▶ [What is being asked] What lines below include the word "black"? Copy each one.

Data entries:
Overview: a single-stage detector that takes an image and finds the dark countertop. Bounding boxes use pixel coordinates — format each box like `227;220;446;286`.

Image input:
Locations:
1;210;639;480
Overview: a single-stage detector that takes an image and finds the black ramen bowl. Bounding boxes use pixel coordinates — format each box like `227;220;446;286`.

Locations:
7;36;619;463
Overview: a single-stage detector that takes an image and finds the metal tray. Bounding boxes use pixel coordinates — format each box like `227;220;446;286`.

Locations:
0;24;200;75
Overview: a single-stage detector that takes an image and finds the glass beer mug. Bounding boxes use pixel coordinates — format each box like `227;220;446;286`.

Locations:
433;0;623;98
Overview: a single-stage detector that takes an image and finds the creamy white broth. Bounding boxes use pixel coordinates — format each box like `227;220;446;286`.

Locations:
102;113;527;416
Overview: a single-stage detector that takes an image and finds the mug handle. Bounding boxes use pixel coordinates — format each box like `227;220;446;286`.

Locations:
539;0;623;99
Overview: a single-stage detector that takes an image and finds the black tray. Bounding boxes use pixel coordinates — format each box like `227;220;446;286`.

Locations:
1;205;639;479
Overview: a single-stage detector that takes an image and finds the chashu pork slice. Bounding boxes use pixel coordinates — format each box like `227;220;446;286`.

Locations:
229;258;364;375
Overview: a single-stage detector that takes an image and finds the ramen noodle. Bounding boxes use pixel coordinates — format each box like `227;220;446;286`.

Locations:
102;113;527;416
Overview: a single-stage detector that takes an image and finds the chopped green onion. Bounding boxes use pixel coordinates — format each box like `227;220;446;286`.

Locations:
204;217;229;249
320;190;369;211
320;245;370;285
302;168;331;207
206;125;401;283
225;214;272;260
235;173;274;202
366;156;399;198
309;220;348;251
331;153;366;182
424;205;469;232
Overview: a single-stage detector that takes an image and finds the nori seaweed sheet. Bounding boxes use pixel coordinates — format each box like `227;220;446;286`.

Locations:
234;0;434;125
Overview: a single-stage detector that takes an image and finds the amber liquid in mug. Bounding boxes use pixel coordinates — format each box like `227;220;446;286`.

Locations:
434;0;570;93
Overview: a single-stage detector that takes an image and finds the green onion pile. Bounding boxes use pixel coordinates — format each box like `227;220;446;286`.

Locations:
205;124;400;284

▶ [Answer box]
Overview: a single-stage detector that takes an image and finds the black ramen bowl. Bounding boxes use pixel coordinates — format each box like `227;220;446;286`.
Overview: a single-stage detector that takes an image and finds the black tray. Bounding boxes use pixel coordinates — format each box like `227;220;446;286`.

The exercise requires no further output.